(What this exercise asks):
#1 According to the living will text, what should you create instead of making handwritten amendments to an existing living will?
#2 Quote the living will text between "A ventilator helps" and "being taken off.", inclusive.
#3 Continue the guide on living wills from the point where it stops.
***** Text provided *****
You can revoke or modify your living will at any time, but following the proper process ensures your changes are legally recognized. To revoke a living will entirely, you have three options: create a new living will with a later date that explicitly states it revokes all previous versions, physically destroy all copies of the document with witnesses present, or write a signed and dated statement of revocation.

When updating your living will, create an entirely new document rather than making handwritten amendments to your existing one. Handwritten changes can create legal ambiguity and may not be honored by healthcare providers. After creating your updated living will, follow this checklist to complete the process:

  • Notify your healthcare proxy of the changes
  • Inform your doctor and any hospitals or care facilities that have copies on file
  • Retrieve and destroy all copies of the old document
  • Distribute the new living will to everyone who had a copy of the original
  • Update your family members, so they're aware of any changes to your wishes

Major life changes should prompt a review of your living will. These include divorce or remarriage, estrangement from your designated healthcare proxy, new medical diagnoses that affect your care preferences, or simply a change of heart about the treatments you'd want to receive.

What to include in a living will

Living wills are only for medical treatment and end-of-life care, and any possible health care or treatment outcome should be considered. Use the following scenarios as a starting point, and make sure to consult a lawyer and a doctor to discuss the most common scenarios, outcomes, and treatment options before finalizing your living will.

Breathing assistance

A ventilator helps you breathe when your body is no longer able to do so on its own. This can sustain you for long periods, so it's important to consider it in your health care plans if you wish to be placed on a ventilator at all, and, if so, how long you would want to use one before being taken off.

Supplemental feeding

Assisted oral feeding provides artificial nutrition when you're unable to feed yourself. If you wish to be fed intravenously or with a stomach tube, you should note in your living will when and how long you would like this treatment to continue.

Cardiopulmonary resuscitation (CPR)
***** Information provided *****
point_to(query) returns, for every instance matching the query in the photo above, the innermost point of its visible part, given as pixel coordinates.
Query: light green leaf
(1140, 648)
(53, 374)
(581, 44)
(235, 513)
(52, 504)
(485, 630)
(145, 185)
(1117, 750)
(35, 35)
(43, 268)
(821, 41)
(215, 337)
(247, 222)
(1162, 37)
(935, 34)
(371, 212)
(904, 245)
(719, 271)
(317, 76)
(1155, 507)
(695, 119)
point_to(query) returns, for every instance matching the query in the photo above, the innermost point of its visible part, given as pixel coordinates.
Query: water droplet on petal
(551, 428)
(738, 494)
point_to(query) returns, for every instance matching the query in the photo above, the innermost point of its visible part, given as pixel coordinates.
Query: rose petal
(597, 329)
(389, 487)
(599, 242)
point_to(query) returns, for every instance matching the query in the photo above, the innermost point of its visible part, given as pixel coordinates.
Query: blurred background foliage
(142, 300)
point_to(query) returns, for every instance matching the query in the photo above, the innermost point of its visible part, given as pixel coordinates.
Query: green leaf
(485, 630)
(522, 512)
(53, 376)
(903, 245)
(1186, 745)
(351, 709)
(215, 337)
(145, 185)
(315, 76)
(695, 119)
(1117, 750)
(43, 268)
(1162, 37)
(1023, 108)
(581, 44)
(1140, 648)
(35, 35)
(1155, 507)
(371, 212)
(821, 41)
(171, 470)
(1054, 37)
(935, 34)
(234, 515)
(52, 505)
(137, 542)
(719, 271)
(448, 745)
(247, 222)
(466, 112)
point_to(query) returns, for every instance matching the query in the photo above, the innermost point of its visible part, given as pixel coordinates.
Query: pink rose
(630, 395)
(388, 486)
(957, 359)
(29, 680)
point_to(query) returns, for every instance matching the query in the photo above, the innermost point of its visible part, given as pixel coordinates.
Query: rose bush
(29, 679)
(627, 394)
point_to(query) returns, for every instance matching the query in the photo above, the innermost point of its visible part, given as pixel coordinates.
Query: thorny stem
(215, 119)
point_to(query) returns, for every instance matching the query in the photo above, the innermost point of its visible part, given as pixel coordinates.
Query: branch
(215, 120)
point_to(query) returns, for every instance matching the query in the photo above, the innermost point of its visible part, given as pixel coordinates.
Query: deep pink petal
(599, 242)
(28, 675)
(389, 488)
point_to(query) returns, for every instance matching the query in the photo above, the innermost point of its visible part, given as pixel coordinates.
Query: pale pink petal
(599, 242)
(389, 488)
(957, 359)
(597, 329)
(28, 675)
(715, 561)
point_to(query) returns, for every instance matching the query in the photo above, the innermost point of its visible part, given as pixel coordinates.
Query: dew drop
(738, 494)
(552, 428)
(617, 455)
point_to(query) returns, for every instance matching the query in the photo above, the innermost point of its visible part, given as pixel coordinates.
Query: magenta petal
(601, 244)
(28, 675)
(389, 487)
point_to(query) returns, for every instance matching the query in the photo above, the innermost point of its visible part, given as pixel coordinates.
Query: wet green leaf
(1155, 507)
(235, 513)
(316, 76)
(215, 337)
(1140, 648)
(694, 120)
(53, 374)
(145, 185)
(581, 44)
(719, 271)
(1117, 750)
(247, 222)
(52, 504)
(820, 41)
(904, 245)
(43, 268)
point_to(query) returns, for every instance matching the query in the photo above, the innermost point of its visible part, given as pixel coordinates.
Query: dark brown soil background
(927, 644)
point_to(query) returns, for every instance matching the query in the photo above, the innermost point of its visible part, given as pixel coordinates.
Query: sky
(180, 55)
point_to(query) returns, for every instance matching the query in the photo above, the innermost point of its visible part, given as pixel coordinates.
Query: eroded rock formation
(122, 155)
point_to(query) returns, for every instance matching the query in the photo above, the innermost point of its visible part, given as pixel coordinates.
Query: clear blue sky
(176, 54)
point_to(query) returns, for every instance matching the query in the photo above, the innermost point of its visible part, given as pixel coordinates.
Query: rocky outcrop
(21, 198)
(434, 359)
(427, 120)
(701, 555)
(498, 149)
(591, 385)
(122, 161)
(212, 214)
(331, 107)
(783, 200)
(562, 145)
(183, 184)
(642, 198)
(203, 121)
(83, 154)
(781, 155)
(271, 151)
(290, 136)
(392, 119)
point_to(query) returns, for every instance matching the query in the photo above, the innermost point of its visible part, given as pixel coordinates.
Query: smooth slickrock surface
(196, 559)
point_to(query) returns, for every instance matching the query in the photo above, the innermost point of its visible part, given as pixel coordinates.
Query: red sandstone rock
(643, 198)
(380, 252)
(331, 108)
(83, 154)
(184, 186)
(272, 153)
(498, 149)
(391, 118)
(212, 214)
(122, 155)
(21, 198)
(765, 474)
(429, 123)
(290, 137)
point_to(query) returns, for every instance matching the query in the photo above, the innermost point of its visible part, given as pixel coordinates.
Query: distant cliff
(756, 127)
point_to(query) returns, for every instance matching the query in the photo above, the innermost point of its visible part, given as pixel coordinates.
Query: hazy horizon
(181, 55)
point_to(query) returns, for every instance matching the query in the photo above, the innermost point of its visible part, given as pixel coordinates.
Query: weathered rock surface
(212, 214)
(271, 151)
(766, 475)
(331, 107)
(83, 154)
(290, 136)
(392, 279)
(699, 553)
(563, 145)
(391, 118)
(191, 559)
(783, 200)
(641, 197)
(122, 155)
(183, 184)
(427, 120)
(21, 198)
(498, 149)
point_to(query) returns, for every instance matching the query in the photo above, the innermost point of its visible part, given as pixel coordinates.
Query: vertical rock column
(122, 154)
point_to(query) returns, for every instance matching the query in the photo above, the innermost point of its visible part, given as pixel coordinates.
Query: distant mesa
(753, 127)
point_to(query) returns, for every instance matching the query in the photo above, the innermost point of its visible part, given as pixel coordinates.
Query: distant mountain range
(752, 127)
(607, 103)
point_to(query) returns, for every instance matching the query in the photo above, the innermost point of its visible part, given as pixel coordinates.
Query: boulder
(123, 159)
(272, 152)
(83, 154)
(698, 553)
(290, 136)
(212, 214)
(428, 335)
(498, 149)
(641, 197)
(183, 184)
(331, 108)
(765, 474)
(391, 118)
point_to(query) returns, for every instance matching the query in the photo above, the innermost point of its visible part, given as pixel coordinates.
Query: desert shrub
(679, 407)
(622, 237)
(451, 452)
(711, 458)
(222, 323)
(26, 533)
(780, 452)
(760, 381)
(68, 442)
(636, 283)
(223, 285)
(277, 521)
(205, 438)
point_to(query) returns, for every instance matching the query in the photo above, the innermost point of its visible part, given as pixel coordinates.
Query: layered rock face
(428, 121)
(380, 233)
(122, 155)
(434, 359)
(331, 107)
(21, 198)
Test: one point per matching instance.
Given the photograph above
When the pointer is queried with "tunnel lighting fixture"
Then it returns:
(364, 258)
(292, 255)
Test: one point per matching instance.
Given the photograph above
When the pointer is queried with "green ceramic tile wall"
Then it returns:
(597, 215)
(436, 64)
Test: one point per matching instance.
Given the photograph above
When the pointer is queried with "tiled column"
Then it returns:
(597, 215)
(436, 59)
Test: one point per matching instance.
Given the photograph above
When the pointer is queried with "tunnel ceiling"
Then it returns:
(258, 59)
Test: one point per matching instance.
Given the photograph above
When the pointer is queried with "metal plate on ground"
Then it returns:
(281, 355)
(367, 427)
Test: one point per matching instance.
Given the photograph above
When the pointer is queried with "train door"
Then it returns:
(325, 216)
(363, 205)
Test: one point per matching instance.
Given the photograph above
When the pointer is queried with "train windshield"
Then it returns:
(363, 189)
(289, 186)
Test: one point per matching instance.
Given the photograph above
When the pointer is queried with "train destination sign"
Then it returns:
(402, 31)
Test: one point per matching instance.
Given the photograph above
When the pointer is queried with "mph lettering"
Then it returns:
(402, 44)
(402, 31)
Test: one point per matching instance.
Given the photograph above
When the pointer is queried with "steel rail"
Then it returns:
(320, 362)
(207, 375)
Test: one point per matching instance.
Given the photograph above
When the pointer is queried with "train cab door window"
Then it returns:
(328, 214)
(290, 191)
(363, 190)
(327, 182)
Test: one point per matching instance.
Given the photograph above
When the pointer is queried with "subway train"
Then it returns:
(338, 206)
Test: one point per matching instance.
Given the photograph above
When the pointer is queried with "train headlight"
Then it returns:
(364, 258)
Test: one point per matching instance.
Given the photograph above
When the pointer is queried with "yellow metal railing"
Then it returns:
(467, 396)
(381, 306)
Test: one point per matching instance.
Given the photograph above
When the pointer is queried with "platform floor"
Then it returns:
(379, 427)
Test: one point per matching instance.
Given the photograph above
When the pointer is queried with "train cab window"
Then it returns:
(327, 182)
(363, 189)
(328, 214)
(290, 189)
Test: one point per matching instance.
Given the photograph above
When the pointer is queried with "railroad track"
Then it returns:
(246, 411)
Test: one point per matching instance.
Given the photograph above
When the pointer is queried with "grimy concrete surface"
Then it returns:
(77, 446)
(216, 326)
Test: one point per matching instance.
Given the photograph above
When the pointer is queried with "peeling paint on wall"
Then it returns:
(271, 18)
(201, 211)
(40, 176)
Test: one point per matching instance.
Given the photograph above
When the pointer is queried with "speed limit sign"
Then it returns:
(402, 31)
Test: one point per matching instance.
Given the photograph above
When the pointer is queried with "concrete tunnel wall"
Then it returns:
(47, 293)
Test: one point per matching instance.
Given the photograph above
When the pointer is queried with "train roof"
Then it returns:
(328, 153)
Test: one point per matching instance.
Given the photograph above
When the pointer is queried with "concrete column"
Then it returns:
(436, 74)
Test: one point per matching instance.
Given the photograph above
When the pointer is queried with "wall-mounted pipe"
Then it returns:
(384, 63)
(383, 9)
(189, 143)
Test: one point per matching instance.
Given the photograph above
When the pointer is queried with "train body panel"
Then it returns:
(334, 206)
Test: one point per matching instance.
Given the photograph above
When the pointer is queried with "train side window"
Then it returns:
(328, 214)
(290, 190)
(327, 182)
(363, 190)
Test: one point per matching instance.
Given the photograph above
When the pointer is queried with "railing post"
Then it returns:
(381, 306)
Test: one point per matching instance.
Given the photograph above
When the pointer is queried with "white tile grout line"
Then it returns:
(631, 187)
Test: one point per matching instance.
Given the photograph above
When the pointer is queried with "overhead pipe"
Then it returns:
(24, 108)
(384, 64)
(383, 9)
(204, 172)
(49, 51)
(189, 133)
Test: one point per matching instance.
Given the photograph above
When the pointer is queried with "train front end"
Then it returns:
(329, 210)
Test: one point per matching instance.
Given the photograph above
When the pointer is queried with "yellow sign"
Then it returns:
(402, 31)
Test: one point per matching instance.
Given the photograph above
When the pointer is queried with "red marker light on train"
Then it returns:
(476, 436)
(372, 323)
*****
(Responses to the tasks):
#1 An entirely new document.

#2
A ventilator helps you breathe when your body is no longer able to do so on its own. This can sustain you for long periods, so it's important to consider it in your health care plans if you wish to be placed on a ventilator at all, and, if so, how long you would want to use one before being taken off.

#3
CPR is an emergency procedure that can save your life if your heart stops beating. It consists of chest compressions, often combined with rescue breaths provided mouth-to-mouth, via a valve mask, or with the assistance of a manual bag ventilator. Specify whether or not you would want to be resuscitated, whether through CPR or electrical stimulation to the heart. If you decide you don’t want to be resuscitated if necessary, this is called a Do Not Resuscitate (DNR) order. These can only be issued by a doctor, but can be a supplement to your living will.

Blood transfusions

A blood transfusion replaces blood lost due to injury, disease, organ damage, or certain cancers. Blood transfusions are part of standard care practices, but some people do not wish to have them for personal or religious reasons.

Medications and treatment

Antibiotics and a life-sustaining treatment like dialysis can fight infections and remove bodily waste. These can be life-saving, but you might not wish to receive a particular life-sustaining treatment for an extended period. Talk to your doctor about various options and their side effects so you can make an informed decision on your care and treatment.

Palliative care

Palliative care is often called comfort care because it's meant to reduce pain and focus care decisions on improving comfort and quality of life. You might wish to receive pain medication (like morphine) or to avoid aggressive treatments and invasive tests to prioritize your comfort. You may also have opinions about what type of palliative care you’d like to receive. For instance, you may refuse to receive opioid medications or wish to be visited by a specific clergy member.

Bodily donations

In a living will, you can declare whether you'd like to donate any or all of the following:

  • Your organs
  • Your bodily tissues
  • Your entire body

A living will can help ensure timely organ donation for viable transplants. While you can register for organ donation through a state registry or with your local bureau of motor vehicles, a living will is considered the best way to convey your wishes. You can also specify whether you would like your body donated to specific institutions or for specific purposes (such as scientific research or medical training).

Posthumous decisions

In addition to organ and other bodily donations, a living will may grant consent to other posthumous matters:

  • An autopsy to determine the cause of death
  • A cremation, burial, or another manner of handling your remains

These are decisions you should make for yourself, but you can make them with guidance from medical, legal, and religious professionals.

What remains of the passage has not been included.